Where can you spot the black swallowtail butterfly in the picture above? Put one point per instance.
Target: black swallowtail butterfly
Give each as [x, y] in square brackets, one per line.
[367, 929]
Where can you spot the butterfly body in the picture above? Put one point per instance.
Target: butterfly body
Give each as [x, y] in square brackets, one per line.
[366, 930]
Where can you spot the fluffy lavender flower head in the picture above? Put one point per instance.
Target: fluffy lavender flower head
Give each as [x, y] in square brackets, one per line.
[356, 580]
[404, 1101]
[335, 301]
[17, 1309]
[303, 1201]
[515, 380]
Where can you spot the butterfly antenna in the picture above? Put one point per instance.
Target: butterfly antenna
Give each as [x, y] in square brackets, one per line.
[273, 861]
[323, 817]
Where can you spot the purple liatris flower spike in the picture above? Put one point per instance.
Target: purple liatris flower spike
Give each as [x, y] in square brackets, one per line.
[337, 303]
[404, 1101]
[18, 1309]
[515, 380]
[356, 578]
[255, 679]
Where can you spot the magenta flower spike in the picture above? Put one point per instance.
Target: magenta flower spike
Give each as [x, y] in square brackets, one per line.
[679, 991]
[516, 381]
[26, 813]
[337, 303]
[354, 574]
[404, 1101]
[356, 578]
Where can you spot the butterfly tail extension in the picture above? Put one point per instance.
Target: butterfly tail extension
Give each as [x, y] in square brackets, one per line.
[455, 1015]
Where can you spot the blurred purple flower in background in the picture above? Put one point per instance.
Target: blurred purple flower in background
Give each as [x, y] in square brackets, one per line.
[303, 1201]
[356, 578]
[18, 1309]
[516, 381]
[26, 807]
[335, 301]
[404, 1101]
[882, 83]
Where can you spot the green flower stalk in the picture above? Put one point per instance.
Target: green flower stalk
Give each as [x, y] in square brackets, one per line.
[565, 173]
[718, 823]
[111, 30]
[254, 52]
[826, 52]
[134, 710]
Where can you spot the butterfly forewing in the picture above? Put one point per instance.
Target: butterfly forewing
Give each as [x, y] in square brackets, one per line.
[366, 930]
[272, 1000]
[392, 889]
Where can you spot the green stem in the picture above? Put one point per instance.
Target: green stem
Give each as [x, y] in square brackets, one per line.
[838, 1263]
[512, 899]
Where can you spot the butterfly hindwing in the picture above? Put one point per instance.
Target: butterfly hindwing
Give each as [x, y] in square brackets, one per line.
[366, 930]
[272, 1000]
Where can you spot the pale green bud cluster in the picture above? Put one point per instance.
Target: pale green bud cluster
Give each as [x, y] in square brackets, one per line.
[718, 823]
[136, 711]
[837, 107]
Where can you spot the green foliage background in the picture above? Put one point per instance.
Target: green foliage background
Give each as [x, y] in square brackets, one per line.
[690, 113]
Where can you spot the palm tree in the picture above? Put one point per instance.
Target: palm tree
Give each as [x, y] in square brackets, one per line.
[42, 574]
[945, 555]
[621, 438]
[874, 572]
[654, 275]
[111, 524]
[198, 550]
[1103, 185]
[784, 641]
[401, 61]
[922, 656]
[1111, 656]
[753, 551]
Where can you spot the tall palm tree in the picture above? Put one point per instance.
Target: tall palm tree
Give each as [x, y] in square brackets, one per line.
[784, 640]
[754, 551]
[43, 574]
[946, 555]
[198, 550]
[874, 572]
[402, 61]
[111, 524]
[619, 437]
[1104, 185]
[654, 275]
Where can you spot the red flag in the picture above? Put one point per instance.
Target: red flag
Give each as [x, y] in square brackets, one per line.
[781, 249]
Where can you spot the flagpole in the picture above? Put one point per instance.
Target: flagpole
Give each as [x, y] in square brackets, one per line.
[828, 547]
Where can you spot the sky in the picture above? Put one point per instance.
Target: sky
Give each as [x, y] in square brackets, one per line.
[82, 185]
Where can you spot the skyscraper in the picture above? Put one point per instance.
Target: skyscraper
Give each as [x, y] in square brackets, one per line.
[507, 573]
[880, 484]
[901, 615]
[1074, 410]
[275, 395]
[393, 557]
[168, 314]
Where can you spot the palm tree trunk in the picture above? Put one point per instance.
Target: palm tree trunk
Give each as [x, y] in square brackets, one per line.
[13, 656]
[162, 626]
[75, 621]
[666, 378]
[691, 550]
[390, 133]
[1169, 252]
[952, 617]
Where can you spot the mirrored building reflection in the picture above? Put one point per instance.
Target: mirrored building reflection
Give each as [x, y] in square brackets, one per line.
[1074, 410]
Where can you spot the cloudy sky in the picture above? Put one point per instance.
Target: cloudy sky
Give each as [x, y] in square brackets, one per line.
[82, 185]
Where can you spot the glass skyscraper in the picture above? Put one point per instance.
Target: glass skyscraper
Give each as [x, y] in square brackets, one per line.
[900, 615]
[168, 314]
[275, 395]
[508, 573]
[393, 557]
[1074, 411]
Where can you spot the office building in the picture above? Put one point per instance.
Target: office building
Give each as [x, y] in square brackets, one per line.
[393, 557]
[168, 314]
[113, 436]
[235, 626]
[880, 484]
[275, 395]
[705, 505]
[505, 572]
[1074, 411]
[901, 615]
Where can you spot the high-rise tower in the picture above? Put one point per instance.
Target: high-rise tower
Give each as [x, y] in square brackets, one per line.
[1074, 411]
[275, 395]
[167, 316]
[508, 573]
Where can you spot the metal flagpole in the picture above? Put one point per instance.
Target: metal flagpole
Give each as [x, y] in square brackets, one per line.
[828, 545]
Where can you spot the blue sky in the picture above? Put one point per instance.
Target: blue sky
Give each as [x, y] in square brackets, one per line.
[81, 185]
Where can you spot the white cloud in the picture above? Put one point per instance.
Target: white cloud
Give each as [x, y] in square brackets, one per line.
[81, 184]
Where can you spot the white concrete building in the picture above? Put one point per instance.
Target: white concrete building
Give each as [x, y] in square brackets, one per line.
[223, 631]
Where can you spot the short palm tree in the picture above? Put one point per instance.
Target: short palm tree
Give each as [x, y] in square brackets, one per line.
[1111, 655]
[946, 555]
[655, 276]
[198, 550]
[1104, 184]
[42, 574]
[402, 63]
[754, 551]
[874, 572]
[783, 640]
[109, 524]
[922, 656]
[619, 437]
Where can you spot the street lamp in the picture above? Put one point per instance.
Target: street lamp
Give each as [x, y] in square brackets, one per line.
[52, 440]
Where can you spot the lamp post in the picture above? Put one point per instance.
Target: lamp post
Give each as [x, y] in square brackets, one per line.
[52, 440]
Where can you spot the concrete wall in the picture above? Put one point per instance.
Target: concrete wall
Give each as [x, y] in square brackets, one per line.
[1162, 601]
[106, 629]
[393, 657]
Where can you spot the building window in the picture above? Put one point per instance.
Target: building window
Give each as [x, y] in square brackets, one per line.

## [Request]
Write out everything from the line containing "Where can you spot the white concrete" down to the last of the lines, keeping the requests unchanged and raising every coordinate in the answers by 138.

## [Exercise solution]
Where can you spot the white concrete building in the picture above? Put one point per instance.
Target: white concrete building
Give each as [x, y] in square brackets, one per line.
[361, 769]
Where can you spot the short palm tree in the picture above? Put one point per instance.
Target: short palm tree
Give each as [x, y] in square brackets, one per line.
[1249, 793]
[1084, 693]
[793, 414]
[336, 688]
[1242, 322]
[180, 712]
[540, 201]
[892, 689]
[1012, 710]
[921, 778]
[247, 662]
[1060, 794]
[757, 575]
Where can you spot the street lamp in the picture above? Put one point per instance.
Target: street lamp
Give each as [x, y] in square brackets, one per line.
[190, 578]
Where can you spot the lamp post in the picture above? Put one point per instance.
Target: lamp post
Give each as [x, y] in square brackets, one per line.
[190, 578]
Where can you spot the concrete wall in the picture above? Put one point per instance.
Target: concrete wall
Give each as [x, y] in square brackets, one per line.
[1300, 739]
[244, 767]
[531, 795]
Where can you spot the building window in the picture above? Put one point per instance.
Target: building window
Give each as [x, y] in square brackets, one per line.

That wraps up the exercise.